___ Material to process
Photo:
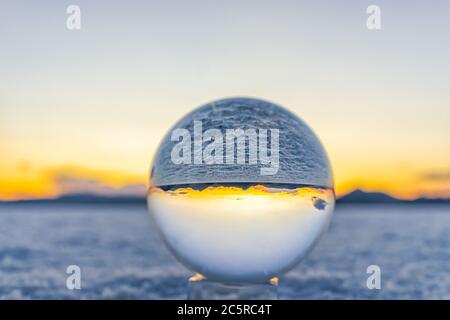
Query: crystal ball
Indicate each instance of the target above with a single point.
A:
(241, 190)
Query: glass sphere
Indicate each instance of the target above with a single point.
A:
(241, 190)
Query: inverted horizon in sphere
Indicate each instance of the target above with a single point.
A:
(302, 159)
______
___ Material to process
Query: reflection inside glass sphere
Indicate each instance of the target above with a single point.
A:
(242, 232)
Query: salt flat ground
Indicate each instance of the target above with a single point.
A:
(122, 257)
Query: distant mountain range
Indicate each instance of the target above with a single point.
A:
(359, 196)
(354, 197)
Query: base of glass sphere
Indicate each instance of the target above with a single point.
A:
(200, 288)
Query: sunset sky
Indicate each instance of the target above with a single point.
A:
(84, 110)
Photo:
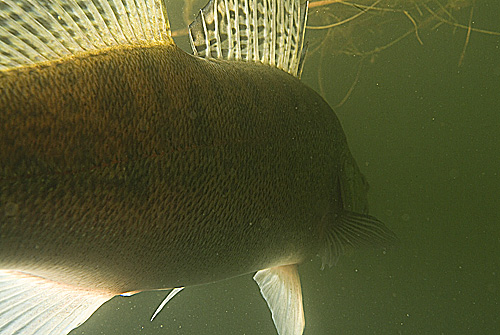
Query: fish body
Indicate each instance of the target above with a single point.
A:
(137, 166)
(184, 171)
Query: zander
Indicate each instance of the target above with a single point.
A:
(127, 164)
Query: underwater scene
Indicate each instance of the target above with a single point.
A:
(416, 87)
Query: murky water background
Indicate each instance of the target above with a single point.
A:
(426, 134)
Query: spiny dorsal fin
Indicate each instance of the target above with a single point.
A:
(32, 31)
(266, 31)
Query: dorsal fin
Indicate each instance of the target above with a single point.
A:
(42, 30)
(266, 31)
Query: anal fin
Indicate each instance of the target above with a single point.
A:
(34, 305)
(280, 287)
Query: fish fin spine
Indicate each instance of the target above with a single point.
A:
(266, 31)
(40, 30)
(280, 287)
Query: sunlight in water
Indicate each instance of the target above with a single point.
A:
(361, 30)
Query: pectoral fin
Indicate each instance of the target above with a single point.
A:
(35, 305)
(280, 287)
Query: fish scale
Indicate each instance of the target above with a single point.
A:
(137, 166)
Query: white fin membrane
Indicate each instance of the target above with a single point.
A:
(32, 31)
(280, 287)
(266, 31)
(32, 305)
______
___ Material to process
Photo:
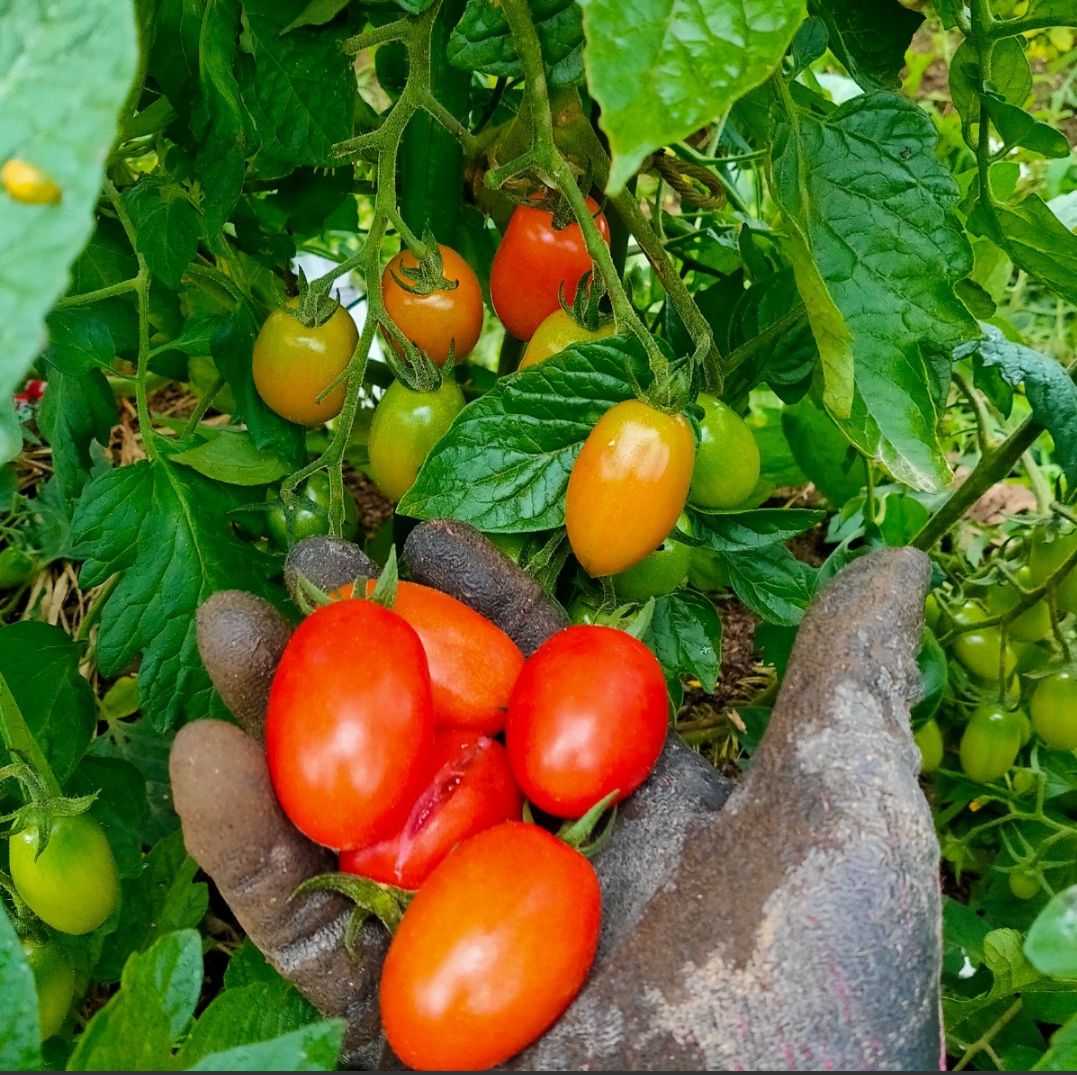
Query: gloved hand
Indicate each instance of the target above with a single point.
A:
______
→ Work instruction:
Using the data above, reproduce exactly the lines from the line that contains "Query: spiny dorsal fin" through the line that contains "Query: sunlight in water", including both.

→ Problem solution:
Query: spiny dorsal fin
Indicate each instance of the target above with a single point.
A:
(32, 31)
(266, 31)
Query: dorsal fin
Indicate each instance of the target above with a single point.
A:
(42, 30)
(266, 31)
Query: anal fin
Indicate each instance of the target above with a single point.
A:
(34, 305)
(280, 287)
Query: fish fin spine
Indicate each instance of the target above with a single point.
A:
(266, 31)
(40, 30)
(280, 287)
Query: sunlight in water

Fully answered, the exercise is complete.